PROBLEM: Where does the string "bowl" occur in the records? Copy each line that holds it.

★ ★ ★

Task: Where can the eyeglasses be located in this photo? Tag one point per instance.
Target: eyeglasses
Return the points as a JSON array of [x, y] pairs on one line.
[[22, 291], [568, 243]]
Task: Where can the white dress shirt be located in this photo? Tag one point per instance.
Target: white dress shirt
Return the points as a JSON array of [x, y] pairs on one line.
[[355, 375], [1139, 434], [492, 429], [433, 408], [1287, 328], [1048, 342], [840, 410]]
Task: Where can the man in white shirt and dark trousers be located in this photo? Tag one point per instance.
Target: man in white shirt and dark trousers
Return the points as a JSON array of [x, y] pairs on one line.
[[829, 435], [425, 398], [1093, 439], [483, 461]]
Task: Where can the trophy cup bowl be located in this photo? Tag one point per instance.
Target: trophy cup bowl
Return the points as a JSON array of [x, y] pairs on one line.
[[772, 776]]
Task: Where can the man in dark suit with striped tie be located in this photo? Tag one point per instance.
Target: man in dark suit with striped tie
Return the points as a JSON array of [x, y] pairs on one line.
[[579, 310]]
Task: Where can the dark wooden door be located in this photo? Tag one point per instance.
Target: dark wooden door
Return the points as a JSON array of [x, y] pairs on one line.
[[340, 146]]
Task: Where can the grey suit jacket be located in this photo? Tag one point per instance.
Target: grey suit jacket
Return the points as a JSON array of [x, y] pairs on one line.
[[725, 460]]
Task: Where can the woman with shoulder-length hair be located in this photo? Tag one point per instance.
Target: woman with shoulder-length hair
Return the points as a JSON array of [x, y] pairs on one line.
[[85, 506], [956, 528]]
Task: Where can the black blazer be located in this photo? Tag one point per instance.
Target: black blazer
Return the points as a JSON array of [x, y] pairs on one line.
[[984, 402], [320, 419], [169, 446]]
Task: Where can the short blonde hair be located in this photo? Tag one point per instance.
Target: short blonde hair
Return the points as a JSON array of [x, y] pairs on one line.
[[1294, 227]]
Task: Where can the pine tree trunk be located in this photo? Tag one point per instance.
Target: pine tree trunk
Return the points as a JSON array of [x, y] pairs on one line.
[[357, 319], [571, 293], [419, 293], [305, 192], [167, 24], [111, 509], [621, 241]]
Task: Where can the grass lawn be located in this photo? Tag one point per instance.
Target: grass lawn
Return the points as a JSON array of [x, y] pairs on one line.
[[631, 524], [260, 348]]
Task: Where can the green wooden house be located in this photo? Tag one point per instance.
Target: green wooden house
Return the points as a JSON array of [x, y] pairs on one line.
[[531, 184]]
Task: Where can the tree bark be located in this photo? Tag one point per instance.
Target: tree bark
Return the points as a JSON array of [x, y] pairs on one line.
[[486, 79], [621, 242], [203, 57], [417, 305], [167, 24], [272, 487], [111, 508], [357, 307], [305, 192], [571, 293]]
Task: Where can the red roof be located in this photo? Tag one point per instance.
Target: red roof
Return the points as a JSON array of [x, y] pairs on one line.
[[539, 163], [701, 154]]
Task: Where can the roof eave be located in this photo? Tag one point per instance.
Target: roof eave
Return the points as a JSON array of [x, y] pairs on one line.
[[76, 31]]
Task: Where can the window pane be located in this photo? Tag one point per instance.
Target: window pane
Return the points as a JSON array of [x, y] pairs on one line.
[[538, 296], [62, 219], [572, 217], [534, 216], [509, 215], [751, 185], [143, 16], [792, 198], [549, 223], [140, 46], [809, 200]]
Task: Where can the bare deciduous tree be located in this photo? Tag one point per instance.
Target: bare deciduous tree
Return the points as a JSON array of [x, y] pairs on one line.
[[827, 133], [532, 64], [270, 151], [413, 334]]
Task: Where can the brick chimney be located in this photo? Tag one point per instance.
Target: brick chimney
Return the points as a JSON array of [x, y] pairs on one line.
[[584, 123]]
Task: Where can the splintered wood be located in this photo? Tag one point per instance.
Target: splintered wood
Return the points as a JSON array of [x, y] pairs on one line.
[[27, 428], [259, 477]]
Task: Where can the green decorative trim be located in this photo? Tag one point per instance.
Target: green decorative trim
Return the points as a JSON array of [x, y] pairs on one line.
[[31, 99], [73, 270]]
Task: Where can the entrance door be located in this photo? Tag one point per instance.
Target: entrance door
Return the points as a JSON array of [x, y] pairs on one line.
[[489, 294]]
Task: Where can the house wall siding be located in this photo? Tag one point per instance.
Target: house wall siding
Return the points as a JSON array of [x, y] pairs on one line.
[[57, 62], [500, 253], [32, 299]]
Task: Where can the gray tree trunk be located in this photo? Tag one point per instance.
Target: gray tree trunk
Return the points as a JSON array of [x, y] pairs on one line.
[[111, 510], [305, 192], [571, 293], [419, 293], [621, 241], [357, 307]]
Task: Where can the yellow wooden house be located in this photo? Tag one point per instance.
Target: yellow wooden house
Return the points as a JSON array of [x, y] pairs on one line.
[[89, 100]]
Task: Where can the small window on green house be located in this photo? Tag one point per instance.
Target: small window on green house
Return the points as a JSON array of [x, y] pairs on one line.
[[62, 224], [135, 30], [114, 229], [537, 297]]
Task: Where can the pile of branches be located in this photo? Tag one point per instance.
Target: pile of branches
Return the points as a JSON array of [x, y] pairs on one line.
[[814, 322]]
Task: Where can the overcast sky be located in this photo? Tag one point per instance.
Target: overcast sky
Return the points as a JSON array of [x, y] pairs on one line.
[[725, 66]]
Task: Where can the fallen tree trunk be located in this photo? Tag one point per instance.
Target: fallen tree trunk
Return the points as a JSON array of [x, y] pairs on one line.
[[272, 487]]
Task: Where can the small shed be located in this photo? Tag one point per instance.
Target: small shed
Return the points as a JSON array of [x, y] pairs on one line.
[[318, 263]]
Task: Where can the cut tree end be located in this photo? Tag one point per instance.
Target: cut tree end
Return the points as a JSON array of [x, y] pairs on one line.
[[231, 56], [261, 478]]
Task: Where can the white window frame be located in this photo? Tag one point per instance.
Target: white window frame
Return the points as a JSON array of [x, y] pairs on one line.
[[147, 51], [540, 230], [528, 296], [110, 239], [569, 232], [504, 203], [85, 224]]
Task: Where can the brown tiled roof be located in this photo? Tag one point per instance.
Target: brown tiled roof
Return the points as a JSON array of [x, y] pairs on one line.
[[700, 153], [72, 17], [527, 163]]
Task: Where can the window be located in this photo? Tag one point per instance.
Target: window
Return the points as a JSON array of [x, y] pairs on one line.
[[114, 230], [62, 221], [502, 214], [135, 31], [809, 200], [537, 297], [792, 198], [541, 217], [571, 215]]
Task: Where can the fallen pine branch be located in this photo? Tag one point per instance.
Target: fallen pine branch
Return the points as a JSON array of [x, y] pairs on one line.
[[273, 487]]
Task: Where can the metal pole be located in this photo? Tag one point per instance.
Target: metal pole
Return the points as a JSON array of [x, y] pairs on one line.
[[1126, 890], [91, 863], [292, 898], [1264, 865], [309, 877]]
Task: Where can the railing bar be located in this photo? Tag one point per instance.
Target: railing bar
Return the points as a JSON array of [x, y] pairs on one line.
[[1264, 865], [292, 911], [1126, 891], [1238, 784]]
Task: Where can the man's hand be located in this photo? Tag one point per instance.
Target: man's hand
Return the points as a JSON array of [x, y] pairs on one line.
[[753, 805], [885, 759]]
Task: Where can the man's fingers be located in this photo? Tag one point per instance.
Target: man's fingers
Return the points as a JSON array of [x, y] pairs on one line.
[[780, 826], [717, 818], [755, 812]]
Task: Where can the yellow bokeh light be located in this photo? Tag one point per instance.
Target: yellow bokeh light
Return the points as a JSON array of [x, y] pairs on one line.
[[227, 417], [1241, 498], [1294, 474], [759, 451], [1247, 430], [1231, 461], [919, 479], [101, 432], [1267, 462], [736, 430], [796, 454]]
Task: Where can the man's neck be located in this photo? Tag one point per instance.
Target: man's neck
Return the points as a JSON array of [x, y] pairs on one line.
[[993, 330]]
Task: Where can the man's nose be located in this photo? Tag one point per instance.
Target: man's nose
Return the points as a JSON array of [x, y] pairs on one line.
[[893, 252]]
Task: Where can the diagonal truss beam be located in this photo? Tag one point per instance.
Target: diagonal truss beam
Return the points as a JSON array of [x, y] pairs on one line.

★ ★ ★

EXPECTED ANSWER:
Task: Where can the trophy cup bowl be located in this photo? Tag one point per instance.
Target: trophy cup bowl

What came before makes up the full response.